* Start SOURCE PASSAGE *

Last week, driving home from California, world-weary, tense, a bit melancholic (the Eucalyptus in the fall always reeks of a broken heart, what can I say?), but also hopeful despite the throes of adolescent depression in my sweet girl child, we decided, the girl and I, that she needed to learn to cook. She has always left the kitchen to me, perhaps afraid of my imposing command of the small spaces that we've called home, perhaps just afraid of me, for my sharp tongue and biting exigencies, of her, of myself... But, after a particularly difficult bout of accusations, and my injured silence, somewhere between Chiriaco Summit and Blythe, with a blinking empty fuel tank light, we decided it was time for her to learn how to cook. We proceeded to enumerate dishes and types of food that I would teach her, me promising patience, and she promising follow-through. We have yet to cook together, but I am sure it will happen. In the mean time, I will write these thoughts for her, too. In case I'm not always around. In case this is all the family that I can ever muster around us for good. (That fear seeps out, the words push it back in).

In an homage to my mama and our typical Friday night fare, a few days of the week early, and eaten half-standing in the kitchen as is my custom (nasty habit? the child asks me to sit with her and I oblige), rather than with blessings and challah, and peanuts and shredded coconut and basmati rice.
 

Honey curry chicken with roast broccoli (my twist, of course)

A chicken breast (all I had) or two (if you actually plan meals, rather than rescue from your fridge), split.
A few pats of Irish butter... because grassfed milk is yellow and delightfully flavorful and worth it
A quarter cup of local honey (for immunity and to combat local allergens)
3 large tablespoons of madras curry powder (which was, admittedly a bit old and less potent than I would have liked).

Spread the thick honey curry paste over the chicken with pats of butter above and below. 350 degrees. 25 minutes, turned over, basted with sauce, and another 20 minutes.

Meanwhile, roasting broccoli that has been laid on a lightly oiled cookie sheet and sprinkled with lemon pepper and Himalayan pink salt.

She didn't want to eat, but after I enticed her with my own three strips, she was the one that beckoned me to the table of our little house. I don't know if I will feel like a grown up, you know, the way that you are supposed to be, like I imagine my parents were when I was small, together, a united front. I failed to make that a reality for my girl-child, but, I do what I can. Patching things together with friend-glue where a family ought to have been.


viernes, octubre 17, 2014

Decadence


My mind, unsullied and limpid from a relatively good night’s sleep, I open my portal to the vast pulsing universe to find myself confronted with more pain, fear, death. There is wild and irresponsible fear about the spread of Ebola, fear that lumps the hundreds (thousands?) of black African victims into nameless, faceless statistics, aggregating their lives out of meaning, and the blaming of other victims, female victims, who are caretakers, for their purported recklesness. There are Nobel peace-prizes for children that are survivors and champions of their own and other’s right, while these same children might be collateral damages in drone strikes that feed a gaping maw of greed, oil hunger, machines of industry, power and money that erase the individual histories of thousands, their broken bodies unaccounted for. There are other broken, burned, bruised and beaten. The 43 missing students in Mexico, the deathly collusion of government (or its absence) police and narco-war lords to punish those who speak for themselves and for others, the other mass graves, the unknown bodies, missing but unclaimed.

* End SOURCE PASSAGE *

GOALS:
**a)** Rewrite the honey curry chicken passage starting with "In an homage" and going on through "your fridge), split.", changing "basmati rice" to "jasmine rice".
**b)** Please extend the blog post about cooking and the day's news from where it stops.

* Start GIVEN MATERIAL *

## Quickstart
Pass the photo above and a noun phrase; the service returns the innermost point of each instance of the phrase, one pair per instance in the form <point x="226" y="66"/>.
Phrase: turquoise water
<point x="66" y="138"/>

* End GIVEN MATERIAL *

ANSWERS TO THE EXERCISE:
**a)**
In an homage to my mama and our typical Friday night fare, a few days of the week early, and eaten half-standing in the kitchen as is my custom (nasty habit? the child asks me to sit with her and I oblige), rather than with blessings and challah, and peanuts and shredded coconut and jasmine rice.
 

Honey curry chicken with roast broccoli (my twist, of course)

A chicken breast (all I had) or two (if you actually plan meals, rather than rescue from your fridge), split.

**b)**
How to make sense of it all? My heart hurts, and I cannot will myself to do the detail-oriented tasks that call to me, the last minute details to make sure that my probationary review file is absolutely complete, with no inconsistencies or false claims. Crossing t’s, dotting i’s, tears streaming down my face for the injustice of it all. I tell my students, weekly, that there will never be a utopian happy ending, there is no perfect system. We are, after all, humans, and because of this, we are inherently flawed, sometimes evil, often selfish. Momentarily kind. There is not a love big enough, I know, to shelter me, to shelter my girl from all this pain. I wonder if I should allow her to go out to a fair. What if something happens to her? What if one of her friends is an addict? What if a boy, or a man, decides to hurt her? It is terrifying, but I tell myself that I can’t hide her from this world, cruel as it may be. I can’t wrap my arms around the universe and hold it tight. It is unbounded. It expands and slips past our reach. It becomes something else. Every. Single. Time. But I try, nevertheless, to push back. That’s what I tell my desperately disheartened students who week after week discuss the failings of a Western optic and supposed human rights frameworks. We push back because the evil will encroach, we push back because love is a powerful force, and even if human kindness may never do more than reach stasis in the face of human evil, maybe, just maybe, we can hold the evil at bay.

So, I debate how to approach my day. Friday. I arrived. This week, unlike the weeks before I was neither addressing a plumbing disaster, nor running an event, though I am preparing my home for another visitor. I was neither feeling my heart ache for the distance imposed by another person that I love, and whose needs at this time are simply in opposition to my own, nor the panic of work piling up (though that is more a function of sleep than of said work, trivial though it is in the grand scheme, being complete or diminishing). I will go to a café to work, I think. And I start to plan this, but the wind and rain are enticing in this desert city, and instead I take the dog, desperate for action, out for a constitutional. I allay thoughts of self-loathing, of an imperfect self, pushing back against my own overinflated ego. I come back, and I think, “I will work now” but then I discover that though I am trying hard to not waste, to not consume more than I need, there are vegetables and cheese that came from the farm, homemade, that if ignored will go to waste.

How to make sense of it all? I wonder, from within the walls of my temperature controlled space, clean despite its clutter, free of shrapnel, or land mines, though the ominous plane formation that coasted along in the morning grey made me and my girl nervous. If I waste, I think, then all those people that are struggling for fairness, for justice, for peace… I am letting them down. If I waste, it means that the water and energy used to produce these things, the nameless, faceless farmworkers who labored under the sun for miserable wages, but wages, I hope, nonetheless, will have worked for nothing. If I waste, I am part of the problem, not part of the solution. So, I cook. And in the cooking, and in the feeding of others, I will make a moment of sense. The narrative will relent, for a moment, and I will just be, immersed in the earthy abundance, free.

My mind plays with the possibilities, using mostly things on the edge of spoilage, and I come up with a new recipe that speaks to abundance and decay.

Casserole of decadence:

Toss together:
·      Tri-color (beets, spinach and wheat pasta) rotini – boiled and set aside.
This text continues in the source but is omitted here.